- Texto fornecido -
++++++
Dia seguinte, já no veículo que levaria aos passeios agendados, escutei voz familiar cantarolando ruidosamente, de forma repetida, o hit “Capitão de Areia”, do comediante deputado Tiririca. Um verdadeiro tormento aos ouvidos de qualquer ser humano. Vagarosamente olhei para trás e verifiquei tratar-se de Jesualdo. Nesse mesmo momento outro passageiro gritou: “por Dios, cala-te”. Silêncio total dominou o ambiente.
Na primeira parada, em Cerro Campanário, abracei o velho amigo que demostrou felicidade ao me rever em terras portenhas. Admirei-me ao notar que ele usava calça jeans, sapato de sola e casaco de lã. Ao questioná-lo a respeito, falou ser caro o aluguel das roupas recomendadas, e tiraria de letra, pois estava acostumado com clima frio.
Segui até o guichê onde era vendido, por vinte reais, bilhete para utilizar teleférico que levaria ao topo do morro. Para minha surpresa Jesualdo resolveu não gastar tal quantia optando por permanecer no transporte que nos trouxera.
Ao voltar, já com neve por todos os cantos, notei o nosso coletivo estar fechado e vazio, como inexistiam abrigos nas redondezas, encontrei Jesualdo praticamente roxo e congelado, tentando proteger-se no interior de um banheiro químico.
Dia seguinte seguimos para nova aventura, agora no Cerro Catedral, um dos frequentados locais da região, mais uma vez Jesualdo resolveu economizar optando por não subir até onde se pode apreciar a vista, esquiar ou brincar nas encostas nevadas.
Final da visita, enxerguei o bacana em uma cervejaria levemente embriagado, novamente cantando “Capitão de Areia”, e para surpresa notei quando sua vontade apertava, ao invés de usar o sanitário, corria para o estacionamento e aliviava-se.
Em uma das vezes, encostou-se por trás de um ônibus e quando começou a esvaziar a bexiga, algumas pessoas se aproximaram, preocupado, começou a caminhar, sem notar que bem a sua frente estava um funcionário acocorado, limpando a nevasca, tendo urinado sua cabeça, fato que gerou imensa confusão.
Naquela mesma noite, pediu-me para acompanhá-lo até o Centro Cívico da cidade onde entregaria um berimbau enviado por Germinia para um argentino com quem mantivera affair caliente durante show de Bell Marques na Praia do Francês.
Tempos depois, sem nada acontecer, termômetro marcando negativo, Jesualdo perdeu a paciência e após me contar que não sabia como identificar o cidadão e muito menos possuir seu contato telefônico, saiu praça afora abordando todos os que lá se encontravam pelo nome: “Salvador”. Repetindo tal iniciativa em mais de cem ocasiões, em vão. Quase sessenta minutos após, desistiu da empreitada e retornou trazendo o pacote do instrumento usado na dança popular da Bahia, a capoeira, pendurado nas costas.
Pensei comigo mesmo: a temperatura pode até cair, mas devemos continuar com o humor fervendo, porque faça frio ou calor, o importante é ser feliz. Jesualdo é peça.
++++++
- Linhas de dados -
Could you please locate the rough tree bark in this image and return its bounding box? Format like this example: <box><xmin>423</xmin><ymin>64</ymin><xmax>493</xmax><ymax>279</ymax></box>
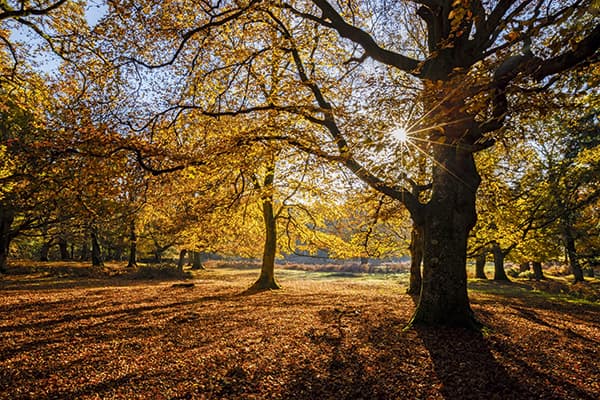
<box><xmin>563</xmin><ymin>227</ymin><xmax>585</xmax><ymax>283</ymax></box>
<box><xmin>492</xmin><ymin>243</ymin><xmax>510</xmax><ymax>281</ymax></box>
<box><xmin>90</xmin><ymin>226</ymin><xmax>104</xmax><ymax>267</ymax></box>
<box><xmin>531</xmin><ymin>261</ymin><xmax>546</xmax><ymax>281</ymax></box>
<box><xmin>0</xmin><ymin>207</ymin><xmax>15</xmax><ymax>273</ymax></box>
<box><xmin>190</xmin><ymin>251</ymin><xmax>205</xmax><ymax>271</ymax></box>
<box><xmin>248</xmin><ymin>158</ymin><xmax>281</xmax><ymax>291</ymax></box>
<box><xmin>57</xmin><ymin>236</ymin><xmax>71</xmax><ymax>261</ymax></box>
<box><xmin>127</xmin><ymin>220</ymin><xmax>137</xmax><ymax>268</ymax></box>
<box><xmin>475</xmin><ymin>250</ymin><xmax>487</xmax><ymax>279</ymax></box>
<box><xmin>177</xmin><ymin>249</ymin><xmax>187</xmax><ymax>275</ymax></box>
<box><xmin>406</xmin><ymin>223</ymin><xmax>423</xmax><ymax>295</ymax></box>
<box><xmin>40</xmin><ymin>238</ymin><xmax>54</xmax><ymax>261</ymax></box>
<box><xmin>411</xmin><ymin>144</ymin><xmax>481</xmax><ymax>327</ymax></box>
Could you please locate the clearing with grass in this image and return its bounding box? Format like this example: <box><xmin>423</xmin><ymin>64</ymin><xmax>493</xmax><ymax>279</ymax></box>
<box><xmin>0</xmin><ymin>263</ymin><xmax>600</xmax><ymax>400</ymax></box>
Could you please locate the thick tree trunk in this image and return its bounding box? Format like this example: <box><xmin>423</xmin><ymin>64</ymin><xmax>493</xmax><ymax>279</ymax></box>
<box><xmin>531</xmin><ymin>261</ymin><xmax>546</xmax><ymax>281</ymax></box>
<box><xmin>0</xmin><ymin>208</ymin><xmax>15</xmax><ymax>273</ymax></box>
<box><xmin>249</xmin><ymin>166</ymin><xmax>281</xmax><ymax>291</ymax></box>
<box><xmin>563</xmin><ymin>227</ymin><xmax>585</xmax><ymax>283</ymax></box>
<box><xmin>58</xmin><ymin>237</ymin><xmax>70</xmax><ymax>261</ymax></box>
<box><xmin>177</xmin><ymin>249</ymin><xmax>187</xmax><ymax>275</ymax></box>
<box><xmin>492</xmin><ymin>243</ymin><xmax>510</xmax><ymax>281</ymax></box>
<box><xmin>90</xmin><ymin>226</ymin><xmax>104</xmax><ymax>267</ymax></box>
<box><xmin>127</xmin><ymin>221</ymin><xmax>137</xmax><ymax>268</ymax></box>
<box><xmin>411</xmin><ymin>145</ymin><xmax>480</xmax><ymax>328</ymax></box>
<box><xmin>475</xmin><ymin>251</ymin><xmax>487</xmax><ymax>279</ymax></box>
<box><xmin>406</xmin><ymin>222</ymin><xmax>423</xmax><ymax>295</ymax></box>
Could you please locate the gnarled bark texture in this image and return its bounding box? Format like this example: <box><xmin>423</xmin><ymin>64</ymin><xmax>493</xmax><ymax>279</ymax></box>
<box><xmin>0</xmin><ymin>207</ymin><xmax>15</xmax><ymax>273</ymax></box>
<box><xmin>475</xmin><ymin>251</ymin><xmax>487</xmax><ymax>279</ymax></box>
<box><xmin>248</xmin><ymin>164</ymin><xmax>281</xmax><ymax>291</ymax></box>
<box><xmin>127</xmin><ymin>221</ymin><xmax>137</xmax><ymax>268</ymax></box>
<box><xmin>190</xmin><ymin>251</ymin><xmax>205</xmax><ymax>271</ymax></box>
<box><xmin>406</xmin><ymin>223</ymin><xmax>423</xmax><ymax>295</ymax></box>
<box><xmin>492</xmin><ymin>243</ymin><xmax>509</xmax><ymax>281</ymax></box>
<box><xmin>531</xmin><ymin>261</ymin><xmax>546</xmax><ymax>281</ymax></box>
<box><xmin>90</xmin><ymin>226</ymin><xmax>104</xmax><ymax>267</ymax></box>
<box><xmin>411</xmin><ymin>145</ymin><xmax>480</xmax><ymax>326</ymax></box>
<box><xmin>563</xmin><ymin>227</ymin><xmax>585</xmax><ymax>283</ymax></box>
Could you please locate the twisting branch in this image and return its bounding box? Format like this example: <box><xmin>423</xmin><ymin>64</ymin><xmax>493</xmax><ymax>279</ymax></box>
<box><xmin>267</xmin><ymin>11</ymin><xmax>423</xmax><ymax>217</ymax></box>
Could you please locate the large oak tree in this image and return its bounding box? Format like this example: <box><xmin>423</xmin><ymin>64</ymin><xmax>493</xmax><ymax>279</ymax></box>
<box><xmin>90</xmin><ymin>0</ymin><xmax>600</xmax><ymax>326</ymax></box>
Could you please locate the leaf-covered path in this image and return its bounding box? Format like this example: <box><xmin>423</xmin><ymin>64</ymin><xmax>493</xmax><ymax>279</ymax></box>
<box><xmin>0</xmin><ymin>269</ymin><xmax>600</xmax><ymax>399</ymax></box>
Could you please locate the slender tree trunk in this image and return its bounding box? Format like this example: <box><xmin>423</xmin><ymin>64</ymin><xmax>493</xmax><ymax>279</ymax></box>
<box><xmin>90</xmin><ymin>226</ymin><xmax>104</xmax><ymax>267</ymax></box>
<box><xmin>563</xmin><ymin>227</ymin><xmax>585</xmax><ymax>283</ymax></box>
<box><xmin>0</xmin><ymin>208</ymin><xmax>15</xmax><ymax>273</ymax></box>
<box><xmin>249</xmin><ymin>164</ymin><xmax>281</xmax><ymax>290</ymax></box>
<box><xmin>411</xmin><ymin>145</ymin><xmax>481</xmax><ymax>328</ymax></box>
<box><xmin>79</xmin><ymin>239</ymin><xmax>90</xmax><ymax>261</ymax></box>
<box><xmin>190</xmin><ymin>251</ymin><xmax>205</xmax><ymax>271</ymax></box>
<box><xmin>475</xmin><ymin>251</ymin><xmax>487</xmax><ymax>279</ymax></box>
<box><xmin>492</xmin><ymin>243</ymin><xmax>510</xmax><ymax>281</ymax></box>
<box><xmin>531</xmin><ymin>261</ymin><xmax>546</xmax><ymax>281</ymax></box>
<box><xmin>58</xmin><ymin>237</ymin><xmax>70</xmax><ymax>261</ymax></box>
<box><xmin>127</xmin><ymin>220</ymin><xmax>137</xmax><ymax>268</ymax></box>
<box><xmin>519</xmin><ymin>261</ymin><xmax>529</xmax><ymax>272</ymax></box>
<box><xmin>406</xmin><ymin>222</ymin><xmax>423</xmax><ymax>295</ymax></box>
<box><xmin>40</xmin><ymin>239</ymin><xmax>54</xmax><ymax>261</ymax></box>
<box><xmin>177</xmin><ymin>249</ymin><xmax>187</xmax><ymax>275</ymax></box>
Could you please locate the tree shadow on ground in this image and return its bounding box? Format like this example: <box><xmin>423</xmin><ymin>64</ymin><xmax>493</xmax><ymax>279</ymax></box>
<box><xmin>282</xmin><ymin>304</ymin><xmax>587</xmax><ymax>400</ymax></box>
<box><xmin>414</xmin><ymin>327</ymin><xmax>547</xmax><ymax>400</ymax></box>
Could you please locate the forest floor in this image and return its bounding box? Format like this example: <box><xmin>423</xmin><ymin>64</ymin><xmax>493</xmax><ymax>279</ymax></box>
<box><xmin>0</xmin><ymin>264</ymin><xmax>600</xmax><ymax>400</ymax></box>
++++++
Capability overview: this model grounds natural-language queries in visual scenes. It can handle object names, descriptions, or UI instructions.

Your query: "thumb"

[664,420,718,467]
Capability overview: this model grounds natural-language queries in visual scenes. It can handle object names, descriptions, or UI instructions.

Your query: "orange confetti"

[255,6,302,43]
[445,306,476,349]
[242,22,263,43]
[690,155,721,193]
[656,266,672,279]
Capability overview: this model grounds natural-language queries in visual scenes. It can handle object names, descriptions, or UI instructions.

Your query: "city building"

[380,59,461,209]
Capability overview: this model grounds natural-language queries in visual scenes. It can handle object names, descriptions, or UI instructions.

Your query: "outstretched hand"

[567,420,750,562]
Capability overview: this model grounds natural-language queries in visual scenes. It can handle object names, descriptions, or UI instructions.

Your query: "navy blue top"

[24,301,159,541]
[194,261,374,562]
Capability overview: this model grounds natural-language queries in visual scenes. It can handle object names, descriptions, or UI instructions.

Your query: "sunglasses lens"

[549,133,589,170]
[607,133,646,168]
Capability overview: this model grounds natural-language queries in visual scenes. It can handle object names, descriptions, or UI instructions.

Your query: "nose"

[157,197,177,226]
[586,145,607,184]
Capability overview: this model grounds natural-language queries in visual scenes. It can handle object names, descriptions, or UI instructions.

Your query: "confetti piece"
++++++
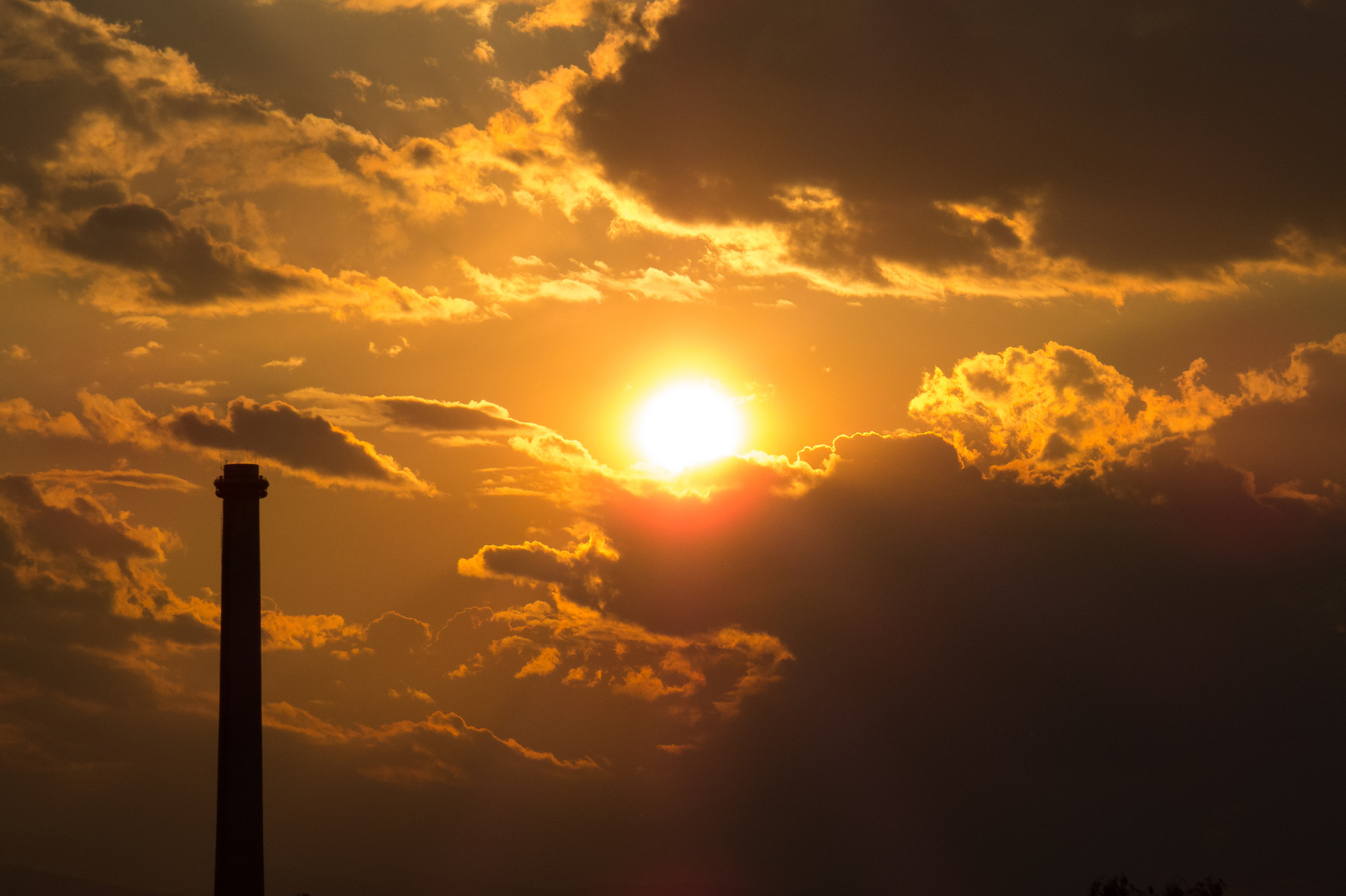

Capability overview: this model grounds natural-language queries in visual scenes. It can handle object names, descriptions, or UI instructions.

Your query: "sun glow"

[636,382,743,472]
++++++
- Objetivo -
Transcreva, sem nenhuma alteração, o trecho do texto sobre Jesualdo que começa em "Ao voltar, já" e segue até "nas encostas nevadas.".

- Resultado do exercício -
Ao voltar, já com neve por todos os cantos, notei o nosso coletivo estar fechado e vazio, como inexistiam abrigos nas redondezas, encontrei Jesualdo praticamente roxo e congelado, tentando proteger-se no interior de um banheiro químico.
Dia seguinte seguimos para nova aventura, agora no Cerro Catedral, um dos frequentados locais da região, mais uma vez Jesualdo resolveu economizar optando por não subir até onde se pode apreciar a vista, esquiar ou brincar nas encostas nevadas.